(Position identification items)
>> START

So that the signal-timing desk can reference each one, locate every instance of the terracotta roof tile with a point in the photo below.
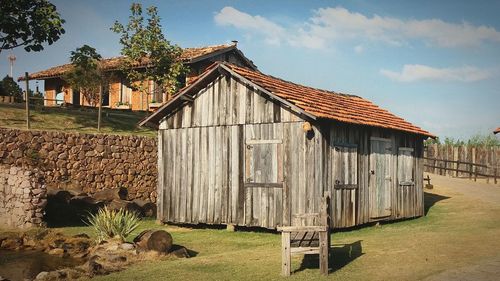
(113, 63)
(329, 105)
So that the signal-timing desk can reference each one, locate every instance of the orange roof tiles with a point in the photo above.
(318, 103)
(187, 55)
(330, 105)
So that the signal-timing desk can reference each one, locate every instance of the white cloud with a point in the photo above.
(229, 16)
(359, 49)
(328, 25)
(416, 72)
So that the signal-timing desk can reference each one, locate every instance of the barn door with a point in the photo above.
(380, 178)
(344, 175)
(263, 180)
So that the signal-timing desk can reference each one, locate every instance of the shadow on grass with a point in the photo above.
(340, 256)
(223, 226)
(430, 199)
(190, 253)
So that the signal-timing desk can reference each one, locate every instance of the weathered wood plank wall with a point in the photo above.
(215, 150)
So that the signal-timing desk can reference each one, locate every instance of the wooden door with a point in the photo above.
(263, 180)
(380, 182)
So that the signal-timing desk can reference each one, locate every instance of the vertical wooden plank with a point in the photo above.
(196, 175)
(324, 252)
(161, 173)
(211, 173)
(285, 254)
(204, 170)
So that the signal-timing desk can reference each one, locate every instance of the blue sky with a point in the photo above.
(434, 63)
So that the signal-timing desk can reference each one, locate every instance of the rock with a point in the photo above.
(125, 205)
(154, 240)
(110, 194)
(179, 251)
(127, 246)
(57, 252)
(42, 275)
(95, 268)
(11, 243)
(81, 235)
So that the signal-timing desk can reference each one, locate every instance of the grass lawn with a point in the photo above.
(457, 231)
(73, 120)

>> END

Short exercise - Change "photo above" to "image above" in the lines from the one containing "of the wooden" through the end of the items, both ends included, and give back only those lines with nothing else altered.

Result for this task -
So that the signal-timing desk can reference each one, locate every instance of the wooden door with a point in the image above.
(263, 180)
(380, 182)
So that the signal-timing desk can reference each one, locate every instance of the vertical wooden plank with a point in the image above.
(196, 175)
(324, 252)
(161, 173)
(211, 173)
(285, 254)
(204, 170)
So that the signal-timing desk can reference each one, locate every instance of the blue sky with a point in the image above.
(434, 63)
So that the signal-timing desk can reference each one, locate every instance of the rock with a point in the image above.
(125, 205)
(154, 240)
(110, 194)
(179, 251)
(127, 246)
(57, 252)
(42, 275)
(95, 268)
(11, 243)
(81, 235)
So that the signal-timing desk can reference each one, locate every instance of the grass lawn with a point in the image above.
(457, 231)
(73, 120)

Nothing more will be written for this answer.